◆ DATA TO PROCESS:

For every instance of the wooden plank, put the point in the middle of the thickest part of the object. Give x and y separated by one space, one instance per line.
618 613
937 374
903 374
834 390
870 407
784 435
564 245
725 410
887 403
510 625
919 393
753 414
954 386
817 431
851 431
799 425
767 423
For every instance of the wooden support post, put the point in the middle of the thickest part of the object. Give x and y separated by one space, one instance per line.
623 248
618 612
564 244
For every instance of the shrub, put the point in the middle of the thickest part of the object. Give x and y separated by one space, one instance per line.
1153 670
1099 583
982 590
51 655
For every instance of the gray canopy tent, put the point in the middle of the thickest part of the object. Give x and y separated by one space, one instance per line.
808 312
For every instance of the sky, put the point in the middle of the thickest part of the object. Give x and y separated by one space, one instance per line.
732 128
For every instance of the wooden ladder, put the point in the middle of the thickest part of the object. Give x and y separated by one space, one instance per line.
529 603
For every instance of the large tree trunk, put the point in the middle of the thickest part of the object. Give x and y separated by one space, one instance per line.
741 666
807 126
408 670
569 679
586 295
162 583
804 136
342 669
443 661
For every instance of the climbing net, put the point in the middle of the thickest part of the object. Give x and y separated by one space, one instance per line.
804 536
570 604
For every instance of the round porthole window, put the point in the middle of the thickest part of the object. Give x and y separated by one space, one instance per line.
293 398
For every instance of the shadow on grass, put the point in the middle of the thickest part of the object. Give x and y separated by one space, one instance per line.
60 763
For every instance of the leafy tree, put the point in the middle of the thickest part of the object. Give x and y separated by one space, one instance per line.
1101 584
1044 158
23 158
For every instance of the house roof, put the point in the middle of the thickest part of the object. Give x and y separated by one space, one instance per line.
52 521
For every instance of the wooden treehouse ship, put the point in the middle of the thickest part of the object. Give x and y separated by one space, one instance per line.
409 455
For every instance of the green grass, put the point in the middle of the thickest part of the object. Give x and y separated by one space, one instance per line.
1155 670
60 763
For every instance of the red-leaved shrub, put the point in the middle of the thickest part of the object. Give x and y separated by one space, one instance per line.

◆ STATED EXERCISE:
Render every row above as a Markdown table with two columns: Row for the row number and Text for the row itself. Leave out blank lines.

◆ WRITTEN SOLUTION:
| Row | Text |
|---|---|
| 1 | For every instance of the wooden plank, put the point in the middle of the thickest part of the object. Give x and y separated by one space, one instance per line. |
| 2 | 618 613 |
| 3 | 937 374 |
| 4 | 903 374 |
| 5 | 834 390 |
| 6 | 870 407 |
| 7 | 784 435 |
| 8 | 564 245 |
| 9 | 725 410 |
| 10 | 887 403 |
| 11 | 510 625 |
| 12 | 919 393 |
| 13 | 753 414 |
| 14 | 954 386 |
| 15 | 817 431 |
| 16 | 851 431 |
| 17 | 799 425 |
| 18 | 767 423 |
| 19 | For every instance of the wooden support post, put the point in the middle of the thickest part of the object. Give x and y separated by one space, one instance per line. |
| 20 | 623 248 |
| 21 | 618 612 |
| 22 | 564 244 |
| 23 | For every instance of the shrub, put the point in the middle of the thickest part of the object. Give x and y separated by one space, one instance per line. |
| 24 | 1153 670 |
| 25 | 1099 583 |
| 26 | 982 590 |
| 27 | 51 655 |
| 28 | For every instance of the gray canopy tent, put the point in the middle of the thickest part of the object. Give x and y separated by one space, one instance per line. |
| 29 | 808 312 |
| 30 | For every instance of the sky, put the point in the middle of the thickest part of the object. Give x and y separated by one space, one instance per line. |
| 31 | 732 128 |
| 32 | For every instance of the wooden ladder, put the point in the middle of the thickest part of the object. Give x and y separated by one space, one instance per line. |
| 33 | 529 603 |
| 34 | For every instance of the large tree trunk, put the point in the middle of the thickest part of the object. Give x and y separated by one space, one instance per line. |
| 35 | 741 666 |
| 36 | 807 126 |
| 37 | 408 670 |
| 38 | 569 679 |
| 39 | 586 295 |
| 40 | 162 583 |
| 41 | 804 136 |
| 42 | 342 669 |
| 43 | 443 661 |
| 44 | For every instance of the climbing net, put the point in the middle of the thickest part of the object. Give x and y separated by one space, one instance per line. |
| 45 | 804 536 |
| 46 | 570 604 |
| 47 | For every instance of the round porthole window, put the point in the middle of the thickest part of the object. Give x and y separated by one space, one instance per line. |
| 48 | 293 398 |
| 49 | For every instance of the shadow on grass, put the point in the middle of the thickest part of the object. Give x and y separated by one space, one instance per line. |
| 50 | 60 763 |
| 51 | For every instance of the leafy tree, put the point in the middle of the thickest part of the object. Give x and y separated by one space, one instance per line. |
| 52 | 1101 584 |
| 53 | 1044 158 |
| 54 | 23 158 |
| 55 | For every instance of the house roof, put the point in the middle of the thickest part of the object. Give x and y separated by one space, one instance per line. |
| 56 | 52 521 |
| 57 | For every instance of the wooden treehouse ship, put the point in the middle of the thickest part of the object. Give x and y separated by one space, one instance per line. |
| 58 | 409 455 |
| 59 | For every instance of the green grass, put the point in the middle of the thickest part of the object. Give x and y separated by one space, one instance per line. |
| 60 | 1155 670 |
| 61 | 60 763 |
| 62 | For every instance of the red-leaved shrub, put the point in the middle of the thickest part of the object. Give x and y separated by one space, one instance per line. |